● Data in this exercise
[start]

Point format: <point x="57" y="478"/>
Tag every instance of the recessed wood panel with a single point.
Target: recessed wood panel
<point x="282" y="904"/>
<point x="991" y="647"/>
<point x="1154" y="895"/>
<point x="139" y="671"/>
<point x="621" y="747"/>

[end]
[start]

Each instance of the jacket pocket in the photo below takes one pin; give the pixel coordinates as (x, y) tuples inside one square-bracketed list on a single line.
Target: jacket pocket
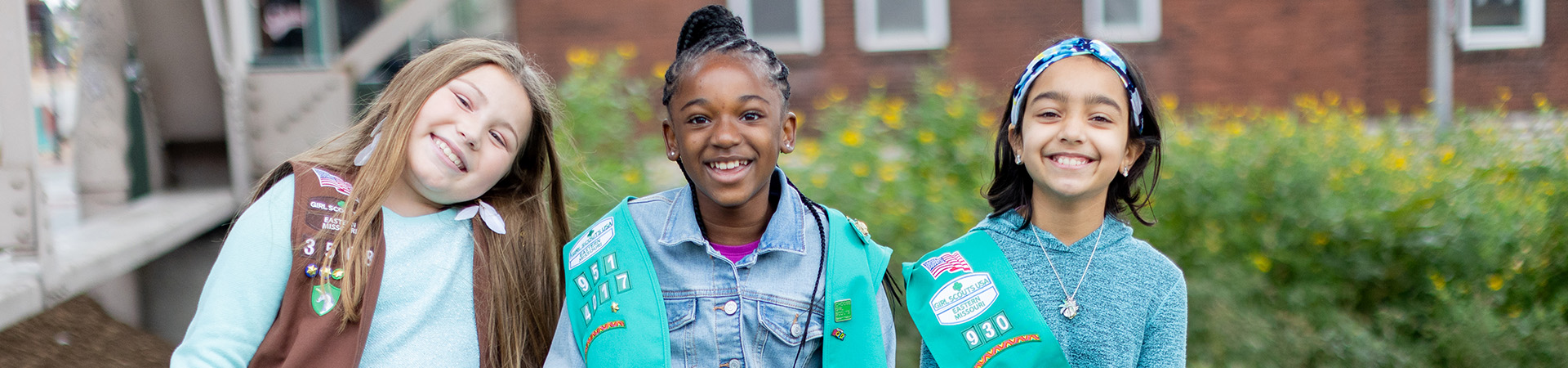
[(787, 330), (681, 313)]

[end]

● Exercise prompt
Reproduce the items verbatim from the line with "Each instance of" up to and including the line with "[(787, 330), (681, 313)]". Leave the pictures out of your answer.

● Final answer
Each instance of the jacket pocket in the photo below takes one pin; give the pixel coordinates as (x, y) tuples inside one square-bracketed list on a single line.
Target: jacket pocket
[(787, 330), (681, 313)]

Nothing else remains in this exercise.